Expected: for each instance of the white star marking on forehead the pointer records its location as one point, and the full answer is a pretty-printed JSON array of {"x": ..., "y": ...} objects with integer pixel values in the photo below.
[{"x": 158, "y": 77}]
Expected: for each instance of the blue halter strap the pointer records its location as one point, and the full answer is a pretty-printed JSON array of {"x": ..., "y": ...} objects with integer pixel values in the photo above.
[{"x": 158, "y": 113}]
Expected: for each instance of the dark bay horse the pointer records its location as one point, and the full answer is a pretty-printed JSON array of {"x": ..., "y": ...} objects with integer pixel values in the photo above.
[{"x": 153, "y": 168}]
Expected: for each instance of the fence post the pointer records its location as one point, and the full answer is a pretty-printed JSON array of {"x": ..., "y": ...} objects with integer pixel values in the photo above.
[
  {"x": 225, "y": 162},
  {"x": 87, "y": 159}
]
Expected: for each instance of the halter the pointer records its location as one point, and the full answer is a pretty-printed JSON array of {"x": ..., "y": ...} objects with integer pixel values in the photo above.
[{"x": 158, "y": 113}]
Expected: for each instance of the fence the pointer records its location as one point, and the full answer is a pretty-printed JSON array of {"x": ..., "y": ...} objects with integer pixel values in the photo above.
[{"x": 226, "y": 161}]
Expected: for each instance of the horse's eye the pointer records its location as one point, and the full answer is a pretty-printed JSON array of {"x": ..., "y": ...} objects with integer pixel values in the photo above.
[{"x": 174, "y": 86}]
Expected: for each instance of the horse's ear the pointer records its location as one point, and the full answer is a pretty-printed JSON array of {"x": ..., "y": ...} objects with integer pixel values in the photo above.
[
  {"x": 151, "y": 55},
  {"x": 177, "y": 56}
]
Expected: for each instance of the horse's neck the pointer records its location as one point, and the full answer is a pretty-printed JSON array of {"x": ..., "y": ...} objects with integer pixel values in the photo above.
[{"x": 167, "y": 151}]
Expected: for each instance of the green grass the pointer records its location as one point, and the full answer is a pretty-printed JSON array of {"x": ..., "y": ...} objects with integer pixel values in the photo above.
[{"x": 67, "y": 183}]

* * * * *

#### Given request:
Write out the full listing, keeping every line exactly as it is.

#### Final result:
Expected: for each instance of the white star marking on forehead the pointer records its location as one point, and the full answer is a pretty-printed JSON array of {"x": ..., "y": ...} objects with integer pixel values in the photo below.
[{"x": 158, "y": 77}]
Expected: for each instance of the blue halter strap the pointer records its location as one point, and the full answer is a pretty-printed JSON array of {"x": ..., "y": ...} objects with integer pixel values in the photo above.
[{"x": 158, "y": 113}]
Expected: for each instance of the dark bay horse the pointer records its location as one point, and the full answer is a pretty-printed JSON array of {"x": ..., "y": ...} objects with integer pixel values in the photo above.
[{"x": 153, "y": 168}]
Expected: for each instance of the fence post the pointer records its location as one point, and the full answer is a pretty-printed JSON array of {"x": ..., "y": ...} objects with integer pixel values in the photo above.
[
  {"x": 225, "y": 162},
  {"x": 87, "y": 159}
]
Expected: for each instance of the halter the pointer records its location as one point, and the full answer is a pretty-printed JSON array of {"x": ..., "y": ...} objects with integer pixel values in the photo above.
[{"x": 158, "y": 113}]
Expected: for each instance of the fence the pointer records its location as one point, and the full answer is a pretty-printed JSON array of {"x": ..., "y": ...} objects with integer pixel values in the photo above.
[{"x": 226, "y": 161}]
Expected: for each instance of the horse's eye the pointer records its location as one point, and the full answer is a pretty-printed JSON array of {"x": ..., "y": ...} objects with integer pixel values in the photo above.
[{"x": 174, "y": 86}]
Expected: for each instance of the horse's ear the pointer records its location as one point, and the full answer is a pretty-printed JSON array of {"x": ..., "y": ...} objects with integer pixel values in the photo above.
[
  {"x": 151, "y": 55},
  {"x": 177, "y": 56}
]
Expected: for each instance of the horse's neck the pointer records its location as one point, and the full answer is a pretty-printed JSON array of {"x": ..., "y": ...} objects with integer pixel values in the photo above.
[{"x": 167, "y": 151}]
Expected: for each instance of the green grass the pointer records its location as one point, and the full answer is a pretty-printed JSON array of {"x": ..., "y": ...} objects with integer pixel values in the photo above.
[{"x": 67, "y": 183}]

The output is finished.